Machine-Learning-using-R - old 2022/C2/Supervised-Learning/English

Title of the script: Supervised Learning

Author: Sudhakar Kumar

Keywords: R, RStudio, machine learning, supervised learning, unsupervised, classification, Naive Bayes, confusion matrix, video tutorial.

Visual Cue	Narration
Show Slide Opening Slide	Welcome to this spoken tutorial on Supervised Learning.
Show Slide Learning Objectives	In this tutorial, we will learn about: Machine Learning and its types Supervised learning Classification model on iris data Confusion matrix
Show Slide System Specifications	This tutorial is recorded using, Ubuntu Linux OS version 20.04 R version 4.1.2 RStudio version 1.4.1717 It is recommended to install R version 4.1.0 or higher.
Show Slide Prerequisites https://spoken-tutorial.org	To understand this tutorial, you should know, Basics of R programming Basics of Statistics. If not, please access the relevant tutorials on R on this website.
Show Slide What is Machine Learning?	Now let us see what machine learning is? ML is a science that enables computers to learn without being explicitly programmed Its applications include self-driven cars, speech recognition, etc. It is seen as a subset of Artificial Intelligence, also known as AI.
Show Slide Classification of Machine Learning	ML is broadly classified into the following types: Supervised learning, Unsupervised learning, Semi-supervised learning and Reinforcement learning. In this series, we will focus on Supervised and Unsupervised learning.
Show Slide Iris Flower Highlight the iris flower	Let us consider a flower named iris. An image of this flower is shown here. There are two critical parameters of an iris flower: Sepal, and Petal One can measure the length and width of these two parameters.

### Source records
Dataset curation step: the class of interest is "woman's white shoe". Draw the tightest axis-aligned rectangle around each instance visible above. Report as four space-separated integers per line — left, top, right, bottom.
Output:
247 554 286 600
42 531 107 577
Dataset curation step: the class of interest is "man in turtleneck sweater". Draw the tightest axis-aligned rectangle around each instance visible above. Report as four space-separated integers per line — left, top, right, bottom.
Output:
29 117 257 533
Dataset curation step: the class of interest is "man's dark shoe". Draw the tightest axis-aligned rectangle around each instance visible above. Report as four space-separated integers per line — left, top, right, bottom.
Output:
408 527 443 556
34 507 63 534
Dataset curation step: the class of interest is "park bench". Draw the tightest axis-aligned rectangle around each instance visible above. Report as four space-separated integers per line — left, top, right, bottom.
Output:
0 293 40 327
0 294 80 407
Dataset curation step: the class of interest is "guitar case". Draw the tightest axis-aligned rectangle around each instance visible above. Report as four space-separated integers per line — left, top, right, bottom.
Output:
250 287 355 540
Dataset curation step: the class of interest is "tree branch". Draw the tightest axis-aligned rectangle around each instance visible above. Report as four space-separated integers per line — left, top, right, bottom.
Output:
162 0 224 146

### Challenges
a: According to the supervised learning script, which version of R is recommended at minimum?
b: Rewrite the rows from the first row up to and including the line with "29 117 257 533", changing every "tightest" to "smallest" and leaving everything else as it is.

### Solutions to each task
a: R version 4.1.0 or higher.

b:
Dataset curation step: the class of interest is "woman's white shoe". Draw the smallest axis-aligned rectangle around each instance visible above. Report as four space-separated integers per line — left, top, right, bottom.
Output:
247 554 286 600
42 531 107 577
Dataset curation step: the class of interest is "man in turtleneck sweater". Draw the smallest axis-aligned rectangle around each instance visible above. Report as four space-separated integers per line — left, top, right, bottom.
Output:
29 117 257 533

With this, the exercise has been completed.